Extrait choisi |
********************

Dans le même temps que la primaire socialiste s’achevait le dimanche 16 Octobre, le mouvement des indignés avait rassemblé pour la première fois des milliers de manifestants dans plus de quatre vingt pays.

 

A Times Square ou à Rome, les parias et les perdants de l’économie mondialisée protestaient contre un monde financier qui, « tout en ne pesant que 1% de la population de la planète dictait sa loi aux 99% restants ». Les banques qui avaient assuré leurs pertes en brouillant la frontière entre les activités de dépôt et l’affairisme cupide des « investisseurs » soulevaient la lame de l’indignation.

 

Révoltés par l’immoralité d’une telle hybridation qui rend chacun de nous solidaire de l’avenir des banques et du soutien qu’elles obtiennent des Etats quand vient le temps des naufrages, les indignés interpellaient les gouvernements sur les désastres d’une crise économique qui broie et marginalise un nombre croissant d’hommes ordinaires, qui, eux, ne peuvent pas « nationaliser » leurs déclassements.

 

Ce n’était donc pas uniquement à la richesse extravagante de certains, ni même à l’asymétrie croissante de la rétribution du Capital et du Travail que les manifestants s’en prenaient, mais au caractère scandaleux d’un système financier qui fait désormais garantir ses pertes auprès d’Etats-assureurs, alors que les humains semblent devenir des variables d’ajustement ou même des choses jetables.

 

Bien que l’endettement de certains Etats du monde occidental ne soit pas lié, du moins pas exclusivement, aux impérities et aux folies de l’univers boulimique des traders, la confusion entre les politiques d’austérité induites par ces dettes publiques dites souveraines et l’abondance des cadeaux consentis aux banques privées s’impose assez naturellement au mouvement des indignés. Et du coup, nous ne sommes plus loin d’une renaissance par défaut de l’idéologie communiste dans le camp des révoltés internationaux, à peine plus de vingt ans après la destruction du mur de Berlin.

********************

Liste des données |
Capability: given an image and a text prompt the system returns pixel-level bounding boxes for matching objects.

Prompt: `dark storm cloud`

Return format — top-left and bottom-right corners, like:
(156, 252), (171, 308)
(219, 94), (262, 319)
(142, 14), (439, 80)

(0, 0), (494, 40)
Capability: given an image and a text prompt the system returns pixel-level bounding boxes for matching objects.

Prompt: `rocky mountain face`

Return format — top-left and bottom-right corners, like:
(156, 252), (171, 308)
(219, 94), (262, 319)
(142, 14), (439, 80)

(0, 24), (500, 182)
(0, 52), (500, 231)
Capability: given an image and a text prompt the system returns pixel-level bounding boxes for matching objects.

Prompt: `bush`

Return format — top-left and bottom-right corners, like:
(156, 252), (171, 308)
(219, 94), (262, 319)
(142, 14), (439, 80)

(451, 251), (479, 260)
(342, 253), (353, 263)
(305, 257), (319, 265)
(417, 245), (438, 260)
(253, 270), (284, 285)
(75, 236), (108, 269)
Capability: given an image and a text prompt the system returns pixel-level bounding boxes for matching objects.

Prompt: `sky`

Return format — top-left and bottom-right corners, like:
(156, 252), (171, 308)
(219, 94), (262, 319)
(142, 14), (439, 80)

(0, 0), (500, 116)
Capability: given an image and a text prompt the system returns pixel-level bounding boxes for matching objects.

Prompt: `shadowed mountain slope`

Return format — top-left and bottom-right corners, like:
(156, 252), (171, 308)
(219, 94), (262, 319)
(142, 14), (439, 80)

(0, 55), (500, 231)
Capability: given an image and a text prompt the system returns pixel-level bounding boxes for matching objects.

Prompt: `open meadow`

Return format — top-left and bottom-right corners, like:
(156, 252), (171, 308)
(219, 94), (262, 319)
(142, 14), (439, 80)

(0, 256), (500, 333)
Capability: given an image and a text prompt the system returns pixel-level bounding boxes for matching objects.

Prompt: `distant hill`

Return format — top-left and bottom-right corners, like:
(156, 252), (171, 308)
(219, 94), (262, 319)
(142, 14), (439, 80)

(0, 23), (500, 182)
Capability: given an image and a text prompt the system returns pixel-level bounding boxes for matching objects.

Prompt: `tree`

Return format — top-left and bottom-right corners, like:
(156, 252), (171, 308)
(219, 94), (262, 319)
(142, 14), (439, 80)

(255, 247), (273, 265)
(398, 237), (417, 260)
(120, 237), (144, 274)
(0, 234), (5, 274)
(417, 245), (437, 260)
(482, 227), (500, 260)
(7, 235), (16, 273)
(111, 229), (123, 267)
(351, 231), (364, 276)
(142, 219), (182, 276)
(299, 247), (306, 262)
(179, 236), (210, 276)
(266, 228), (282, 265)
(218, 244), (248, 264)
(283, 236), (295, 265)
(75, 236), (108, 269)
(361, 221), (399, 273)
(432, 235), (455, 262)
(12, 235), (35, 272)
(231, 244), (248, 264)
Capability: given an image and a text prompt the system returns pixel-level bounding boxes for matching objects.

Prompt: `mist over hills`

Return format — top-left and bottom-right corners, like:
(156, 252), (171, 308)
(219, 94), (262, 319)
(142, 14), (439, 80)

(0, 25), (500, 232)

********************

Exercices à traiter |
**A.** Résumez plus brièvement le paragraphe de l'extrait sur le mouvement des indignés qui commence par « Ce n’était donc pas uniquement », en conservant ses faits principaux.
**B.** Traduisez en anglais cette phrase de l'extrait sur le mouvement des indignés : « Dans le même temps que la primaire socialiste s’achevait le dimanche 16 Octobre, le mouvement des indignés avait rassemblé pour la première fois des milliers de manifestants dans plus de quatre vingt pays. »
**C.** D'après l'extrait sur le mouvement des indignés, quelle part de la population de la planète le monde financier représente-t-il selon les manifestants ?

Corrigés complets |
**A.** Les manifestants ne visaient pas seulement la richesse extravagante de quelques-uns ni l’écart croissant entre la rétribution du Capital et celle du Travail. Ils dénonçaient surtout un système financier qui fait garantir ses pertes par des États-assureurs, alors que les humains deviennent des variables d’ajustement, voire des choses jetables.

**B.** At the same time as the Socialist primary was ending on Sunday, October 16, the Indignados movement had, for the first time, brought together thousands of protesters in more than eighty countries.

**C.** Seulement 1 % de la population de la planète.